(Document section)
--- Begin ---

Use apply and zip will 3 times fast than Series way.

def sizes(s):    
    return locale.format("%.1f", s / 1024.0, grouping=True) + ' KB', \
        locale.format("%.1f", s / 1024.0 ** 2, grouping=True) + ' MB', \
        locale.format("%.1f", s / 1024.0 ** 3, grouping=True) + ' GB'
df_test['size_kb'],  df_test['size_mb'], df_test['size_gb'] = zip(*df_test['size'].apply(sizes))

Test result are:

Separate df.apply(): 

    100 loops, best of 3: 1.43 ms per loop

Return Series: 

    100 loops, best of 3: 2.61 ms per loop

Return tuple:

    1000 loops, best of 3: 819 µs per loop

Answer 5

It gives a new dataframe with two columns from the original one.

import pandas as pd
df = ...
df_with_two_columns = df.apply(lambda row:pd.Series([row['column_1'], row['column_2']], index=['column_1', 'column_2']),axis = 1)

Answer 6

Just another readable way. This code will add three new columns and its values, returning series without use parameters in the apply function.

def sizes(s):

    val_kb = locale.format("%.1f", s['size'] / 1024.0, grouping=True) + ' KB'
    val_mb = locale.format("%.1f", s['size'] / 1024.0 ** 2, grouping=True) + ' MB'
    val_gb = locale.format("%.1f", s['size'] / 1024.0 ** 3, grouping=True) + ' GB'
    return pd.Series([val_kb,val_mb,val_gb],index=['size_kb','size_mb','size_gb'])

df[['size_kb','size_mb','size_gb']] = df.apply(lambda x: sizes(x) , axis=1)

A general example from: https://pandas.pydata.org/pandas-docs/stable/generated/pandas.DataFrame.apply.html

df.apply(lambda x: pd.Series([1, 2], index=['foo', 'bar']), axis=1)

#foo  bar
#0    1    2
#1    1    2
#2    1    2

--- End ---

(Coordinate annotation entries)
--- Begin ---

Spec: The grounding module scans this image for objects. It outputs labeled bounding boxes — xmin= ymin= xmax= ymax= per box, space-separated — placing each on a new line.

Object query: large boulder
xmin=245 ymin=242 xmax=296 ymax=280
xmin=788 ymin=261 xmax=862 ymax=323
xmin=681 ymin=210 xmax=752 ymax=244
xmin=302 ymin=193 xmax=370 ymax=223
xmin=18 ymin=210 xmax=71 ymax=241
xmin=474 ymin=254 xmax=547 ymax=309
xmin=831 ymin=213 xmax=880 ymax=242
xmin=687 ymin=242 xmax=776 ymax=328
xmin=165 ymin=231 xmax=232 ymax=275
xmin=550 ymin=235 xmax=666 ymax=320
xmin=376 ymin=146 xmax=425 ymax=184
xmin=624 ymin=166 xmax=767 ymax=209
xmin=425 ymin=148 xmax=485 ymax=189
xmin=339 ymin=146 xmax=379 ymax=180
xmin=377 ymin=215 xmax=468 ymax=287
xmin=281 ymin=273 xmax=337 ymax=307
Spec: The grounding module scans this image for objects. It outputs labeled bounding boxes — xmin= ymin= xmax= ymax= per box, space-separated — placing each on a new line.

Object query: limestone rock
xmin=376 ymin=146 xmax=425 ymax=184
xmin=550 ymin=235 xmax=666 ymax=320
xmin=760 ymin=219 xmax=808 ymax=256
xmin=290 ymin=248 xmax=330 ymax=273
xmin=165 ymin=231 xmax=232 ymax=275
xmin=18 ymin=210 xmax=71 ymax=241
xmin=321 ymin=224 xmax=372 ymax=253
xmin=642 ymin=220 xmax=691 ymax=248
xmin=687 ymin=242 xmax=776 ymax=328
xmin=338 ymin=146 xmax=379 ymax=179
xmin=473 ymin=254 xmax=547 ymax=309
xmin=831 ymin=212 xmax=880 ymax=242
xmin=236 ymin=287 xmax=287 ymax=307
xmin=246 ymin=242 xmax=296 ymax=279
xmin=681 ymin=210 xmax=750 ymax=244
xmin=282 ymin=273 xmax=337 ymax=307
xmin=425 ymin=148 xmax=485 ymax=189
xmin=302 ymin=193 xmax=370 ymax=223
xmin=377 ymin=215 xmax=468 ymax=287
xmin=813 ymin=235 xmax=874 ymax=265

--- End ---

(To be done)
1) In the pandas thread, list each approach in the test results along with its timing.
2) Copy the pandas thread word for word from "df_with_two_columns = df.apply(lambda" to "the apply function.".

(Exercise answers)
1)
Separate df.apply(): 1.43 ms per loop
Return Series: 2.61 ms per loop
Return tuple: 819 µs per loop

2)
df_with_two_columns = df.apply(lambda row:pd.Series([row['column_1'], row['column_2']], index=['column_1', 'column_2']),axis = 1)

Answer 6

Just another readable way. This code will add three new columns and its values, returning series without use parameters in the apply function.